Extracted material -
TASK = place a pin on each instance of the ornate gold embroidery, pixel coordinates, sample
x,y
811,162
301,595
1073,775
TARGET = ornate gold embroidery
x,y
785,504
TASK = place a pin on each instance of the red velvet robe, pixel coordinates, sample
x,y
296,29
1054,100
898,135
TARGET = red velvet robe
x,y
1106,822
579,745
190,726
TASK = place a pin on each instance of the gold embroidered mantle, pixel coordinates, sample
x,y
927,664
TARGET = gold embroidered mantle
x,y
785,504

Written task - Copy out the lines above verbatim.

Answer -
TASK = place a pin on each instance of the ornate gold embroidery, pixel coordinates, sample
x,y
811,162
301,595
1073,775
TARGET = ornate gold embroidery
x,y
785,504
TASK = place a pin on each instance of the red velvet robe, pixel coordinates, sample
x,y
296,29
1054,100
898,135
TARGET = red velvet robe
x,y
1106,822
579,745
190,726
TASK = place a pin on each instance of the gold embroidered mantle, pixel coordinates, sample
x,y
927,664
TARGET = gold embroidered mantle
x,y
785,504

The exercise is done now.